**WHAT TO WORK ON**: Rewrite the items starting at the line that contains "Target: laptop keyboard" and ending at the last line of the items. Keep every line, but shift each coordinate by adding 71 to both of its numbers.

## start TASK DATA

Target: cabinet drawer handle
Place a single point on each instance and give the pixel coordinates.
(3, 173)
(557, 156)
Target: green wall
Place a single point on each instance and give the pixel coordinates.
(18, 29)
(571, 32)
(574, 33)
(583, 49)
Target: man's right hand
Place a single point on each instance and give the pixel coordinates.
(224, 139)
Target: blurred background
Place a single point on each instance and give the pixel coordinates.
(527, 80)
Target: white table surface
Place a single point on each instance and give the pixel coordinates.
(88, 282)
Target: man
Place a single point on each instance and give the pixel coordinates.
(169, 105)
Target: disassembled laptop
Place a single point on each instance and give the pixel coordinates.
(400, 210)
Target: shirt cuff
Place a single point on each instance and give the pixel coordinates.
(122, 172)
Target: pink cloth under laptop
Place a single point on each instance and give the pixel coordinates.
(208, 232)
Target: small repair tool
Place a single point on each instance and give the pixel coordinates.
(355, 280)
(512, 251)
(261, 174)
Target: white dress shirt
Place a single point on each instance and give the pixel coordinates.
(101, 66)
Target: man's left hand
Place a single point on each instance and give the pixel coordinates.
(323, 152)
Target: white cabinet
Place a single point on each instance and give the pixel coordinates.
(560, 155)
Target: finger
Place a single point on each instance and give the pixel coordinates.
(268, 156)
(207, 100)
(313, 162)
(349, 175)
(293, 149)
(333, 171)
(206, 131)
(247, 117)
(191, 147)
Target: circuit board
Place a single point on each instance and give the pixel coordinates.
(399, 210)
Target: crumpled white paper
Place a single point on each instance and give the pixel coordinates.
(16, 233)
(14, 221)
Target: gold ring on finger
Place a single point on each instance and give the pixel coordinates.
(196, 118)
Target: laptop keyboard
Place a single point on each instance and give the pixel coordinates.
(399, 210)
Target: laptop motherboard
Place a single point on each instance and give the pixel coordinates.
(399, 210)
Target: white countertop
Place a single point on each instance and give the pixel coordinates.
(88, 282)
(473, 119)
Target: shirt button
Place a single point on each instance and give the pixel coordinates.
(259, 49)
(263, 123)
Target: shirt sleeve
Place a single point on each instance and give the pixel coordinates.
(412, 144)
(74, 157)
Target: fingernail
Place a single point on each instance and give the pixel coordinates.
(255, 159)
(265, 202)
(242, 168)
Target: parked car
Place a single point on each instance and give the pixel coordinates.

## end TASK DATA

**COMPLETE ANSWER**:
Target: laptop keyboard
Place a single point on each instance and give the pixel coordinates.
(470, 281)
Target: laptop motherboard
Place a single point on each instance and give the pixel coordinates.
(470, 281)
Target: white countertop
Place a single point on each instance and give the pixel coordinates.
(159, 353)
(544, 190)
Target: shirt button
Place a single point on each instance and give the pixel coordinates.
(330, 120)
(334, 194)
Target: shirt sleeve
Place a single point on each instance and give the pixel coordinates.
(483, 215)
(145, 228)
Target: fingernail
Place a single point on each instance and give the pixel coordinates.
(326, 230)
(336, 273)
(313, 239)
Target: parked car
Place a single point on each instance and give the pixel coordinates.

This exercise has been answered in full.